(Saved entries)
◆ ◆ ◆ ◆ ◆ ◆ ◆

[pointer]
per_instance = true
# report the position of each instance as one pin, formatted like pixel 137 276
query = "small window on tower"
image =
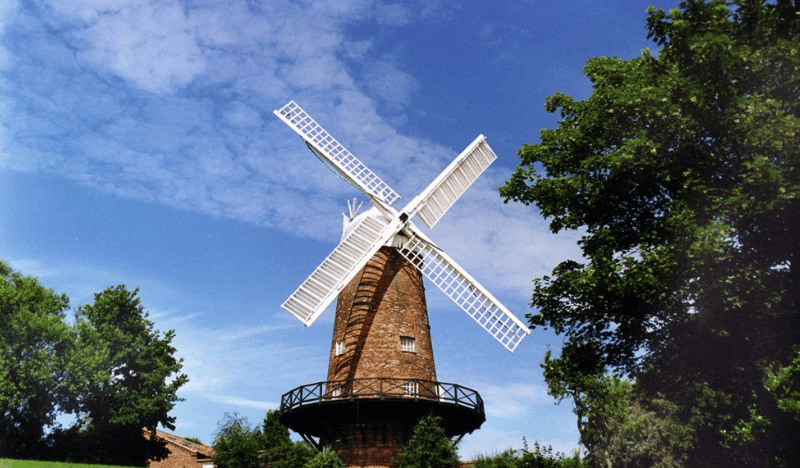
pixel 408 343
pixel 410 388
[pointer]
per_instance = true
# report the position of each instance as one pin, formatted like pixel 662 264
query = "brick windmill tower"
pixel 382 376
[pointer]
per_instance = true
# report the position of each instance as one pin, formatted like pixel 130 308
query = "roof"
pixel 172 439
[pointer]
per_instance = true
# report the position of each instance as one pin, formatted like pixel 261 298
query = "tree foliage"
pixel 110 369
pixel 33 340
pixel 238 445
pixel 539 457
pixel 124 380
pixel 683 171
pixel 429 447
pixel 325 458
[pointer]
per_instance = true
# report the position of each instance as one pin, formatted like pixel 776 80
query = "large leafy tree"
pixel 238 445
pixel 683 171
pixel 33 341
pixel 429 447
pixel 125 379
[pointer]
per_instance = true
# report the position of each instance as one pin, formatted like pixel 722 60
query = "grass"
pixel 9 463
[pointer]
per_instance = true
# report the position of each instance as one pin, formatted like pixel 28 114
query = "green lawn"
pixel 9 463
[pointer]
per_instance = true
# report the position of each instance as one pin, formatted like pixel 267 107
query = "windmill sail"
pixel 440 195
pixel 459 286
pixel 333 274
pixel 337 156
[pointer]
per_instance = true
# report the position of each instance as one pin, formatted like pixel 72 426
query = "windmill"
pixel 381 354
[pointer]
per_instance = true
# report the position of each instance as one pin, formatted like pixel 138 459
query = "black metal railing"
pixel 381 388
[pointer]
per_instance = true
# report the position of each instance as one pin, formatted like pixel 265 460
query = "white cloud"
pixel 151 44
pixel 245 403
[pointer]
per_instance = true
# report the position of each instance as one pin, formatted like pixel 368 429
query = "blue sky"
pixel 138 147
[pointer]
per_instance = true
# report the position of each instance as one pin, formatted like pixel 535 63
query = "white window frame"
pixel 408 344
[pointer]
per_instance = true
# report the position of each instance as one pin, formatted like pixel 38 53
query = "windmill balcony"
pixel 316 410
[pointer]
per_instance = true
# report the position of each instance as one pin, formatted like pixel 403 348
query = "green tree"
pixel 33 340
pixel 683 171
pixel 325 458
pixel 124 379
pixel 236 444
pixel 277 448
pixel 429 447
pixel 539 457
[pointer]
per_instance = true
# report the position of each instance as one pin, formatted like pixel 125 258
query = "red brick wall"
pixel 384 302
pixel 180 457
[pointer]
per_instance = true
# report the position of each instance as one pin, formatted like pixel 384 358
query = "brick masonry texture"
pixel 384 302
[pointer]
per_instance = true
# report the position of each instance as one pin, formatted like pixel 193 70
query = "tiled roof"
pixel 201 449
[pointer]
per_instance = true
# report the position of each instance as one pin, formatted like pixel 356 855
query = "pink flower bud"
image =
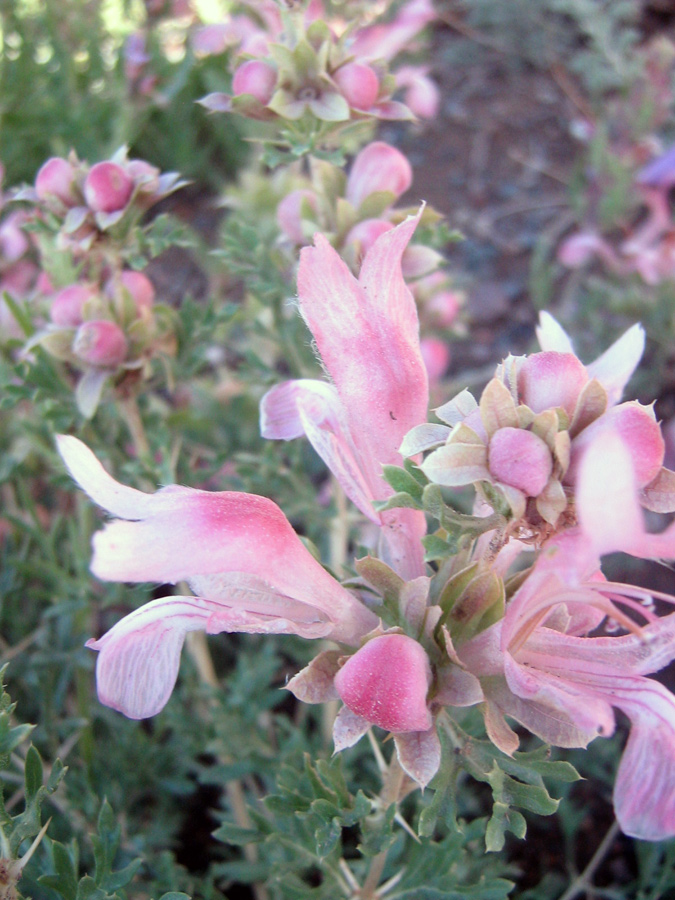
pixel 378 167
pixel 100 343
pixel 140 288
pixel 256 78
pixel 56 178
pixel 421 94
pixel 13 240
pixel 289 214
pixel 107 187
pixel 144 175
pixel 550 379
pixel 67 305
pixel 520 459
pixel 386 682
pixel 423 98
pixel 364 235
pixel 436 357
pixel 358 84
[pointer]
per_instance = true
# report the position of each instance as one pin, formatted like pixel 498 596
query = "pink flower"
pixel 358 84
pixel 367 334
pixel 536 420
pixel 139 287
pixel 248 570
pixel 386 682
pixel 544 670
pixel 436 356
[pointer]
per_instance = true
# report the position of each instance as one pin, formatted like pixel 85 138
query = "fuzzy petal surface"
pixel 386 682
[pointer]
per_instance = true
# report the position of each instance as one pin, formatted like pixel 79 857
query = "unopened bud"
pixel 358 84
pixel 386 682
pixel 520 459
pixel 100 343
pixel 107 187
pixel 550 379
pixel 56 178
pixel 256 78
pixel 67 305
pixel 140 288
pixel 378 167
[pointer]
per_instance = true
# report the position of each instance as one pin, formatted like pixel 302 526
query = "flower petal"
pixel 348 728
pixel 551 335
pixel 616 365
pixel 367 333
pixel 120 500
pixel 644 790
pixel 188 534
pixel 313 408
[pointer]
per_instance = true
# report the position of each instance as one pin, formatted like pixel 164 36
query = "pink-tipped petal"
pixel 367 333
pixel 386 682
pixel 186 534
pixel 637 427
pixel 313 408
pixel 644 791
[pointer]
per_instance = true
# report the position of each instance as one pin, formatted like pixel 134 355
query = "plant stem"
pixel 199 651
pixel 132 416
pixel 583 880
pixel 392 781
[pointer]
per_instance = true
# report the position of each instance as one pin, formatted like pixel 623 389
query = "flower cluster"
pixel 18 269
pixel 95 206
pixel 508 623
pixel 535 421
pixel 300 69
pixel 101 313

◆ ◆ ◆ ◆ ◆ ◆ ◆

The material above holds pictures; copy everything else in it exactly.

→ **Result of this exercise**
[pointer]
per_instance = true
# report the position of each instance as one pin, formatted like pixel 137 276
query = "small window on tower"
image =
pixel 408 343
pixel 410 388
[pointer]
per_instance = true
# report the position of each instance as one pin, formatted like pixel 662 264
query = "brick windmill tower"
pixel 382 376
[pointer]
per_instance = true
# report the position of each instance as one pin, formatted like pixel 130 308
query = "roof"
pixel 172 439
[pointer]
per_instance = true
# report the position of each instance as one pin, formatted like pixel 261 298
query = "tree foliage"
pixel 110 369
pixel 33 340
pixel 238 445
pixel 539 457
pixel 124 380
pixel 683 171
pixel 429 447
pixel 325 458
[pointer]
per_instance = true
# report the position of each instance as one pin, formatted like pixel 776 80
query = "large leafy tree"
pixel 238 445
pixel 683 171
pixel 33 341
pixel 429 447
pixel 125 379
[pointer]
per_instance = true
# report the position of each instance as one pin, formatted like pixel 722 60
query = "grass"
pixel 9 463
[pointer]
per_instance = true
# report the position of each instance as one pin, formatted like pixel 28 114
query = "green lawn"
pixel 9 463
[pointer]
per_instance = true
# report the position of each instance as one pin, formatted like pixel 267 107
query = "windmill sail"
pixel 440 195
pixel 459 286
pixel 333 274
pixel 337 156
[pointer]
per_instance = true
# report the position of each instance as one pin, formatted like pixel 72 426
query = "windmill"
pixel 381 354
[pointer]
per_instance = true
# report the position of each instance as one pin, formatted like pixel 138 459
query = "black metal railing"
pixel 381 388
[pointer]
per_instance = true
# report the position of each instance as one pin, formatted like pixel 265 460
query = "white cloud"
pixel 151 44
pixel 245 403
[pointer]
per_instance = true
# report the position of each instance as one pin, formatted like pixel 368 429
query = "blue sky"
pixel 138 147
[pointer]
per_instance = true
# report the position of each instance as one pin, formatted like pixel 535 63
query = "white window frame"
pixel 408 344
[pointer]
per_instance = true
# report the position of each instance as one pin, formatted like pixel 38 53
query = "windmill balcony"
pixel 316 410
[pointer]
per_instance = true
# report the position of each instance as one pin, formatted like pixel 403 348
query = "green tree"
pixel 33 340
pixel 683 171
pixel 325 458
pixel 124 379
pixel 236 444
pixel 277 448
pixel 429 447
pixel 539 457
[pointer]
per_instance = true
# report the position of each instance as one pin, formatted like pixel 125 258
query = "red brick wall"
pixel 384 302
pixel 180 457
[pointer]
per_instance = true
# report the position of each instance as one pin, formatted like pixel 384 358
query = "brick masonry texture"
pixel 384 302
[pointer]
per_instance = true
# report the position of each instance as one pin, formatted like pixel 193 70
query = "tiled roof"
pixel 201 449
[pointer]
per_instance = true
# report the position of each instance as one pin, formatted like pixel 356 855
query = "pink flower bud"
image =
pixel 378 167
pixel 100 343
pixel 140 288
pixel 256 78
pixel 56 178
pixel 421 94
pixel 13 240
pixel 289 214
pixel 107 187
pixel 144 175
pixel 550 379
pixel 67 305
pixel 520 459
pixel 386 682
pixel 423 98
pixel 364 235
pixel 436 357
pixel 358 84
[pointer]
per_instance = true
# report the position of each instance as one pin, formatted like pixel 498 596
query = "pink flower"
pixel 358 84
pixel 367 334
pixel 536 420
pixel 139 287
pixel 248 570
pixel 386 682
pixel 544 670
pixel 436 356
[pointer]
per_instance = true
# report the position of each instance as one pin, formatted like pixel 85 138
query = "fuzzy petal surface"
pixel 386 682
[pointer]
per_instance = true
# report the position of each instance as one pin, formatted like pixel 79 857
query = "unopened bud"
pixel 358 84
pixel 386 682
pixel 520 459
pixel 100 343
pixel 107 187
pixel 550 379
pixel 56 178
pixel 256 78
pixel 67 305
pixel 140 288
pixel 378 167
[pointer]
per_instance = true
# report the position of each instance as one pin, formatted like pixel 302 526
query = "flower petal"
pixel 348 728
pixel 551 335
pixel 616 365
pixel 367 333
pixel 120 500
pixel 644 790
pixel 188 534
pixel 313 408
[pointer]
per_instance = true
# report the position of each instance as one pin, formatted like pixel 164 36
query = "pink-tipped petal"
pixel 367 333
pixel 386 682
pixel 186 534
pixel 637 427
pixel 313 408
pixel 644 791
[pointer]
per_instance = true
# report the position of each instance as one pin, formatted like pixel 134 355
query = "plant stem"
pixel 199 651
pixel 132 416
pixel 583 880
pixel 392 781
[pointer]
per_instance = true
# report the position of each instance as one pin, formatted like pixel 623 389
query = "flower cluster"
pixel 18 269
pixel 95 206
pixel 508 623
pixel 535 421
pixel 300 69
pixel 101 313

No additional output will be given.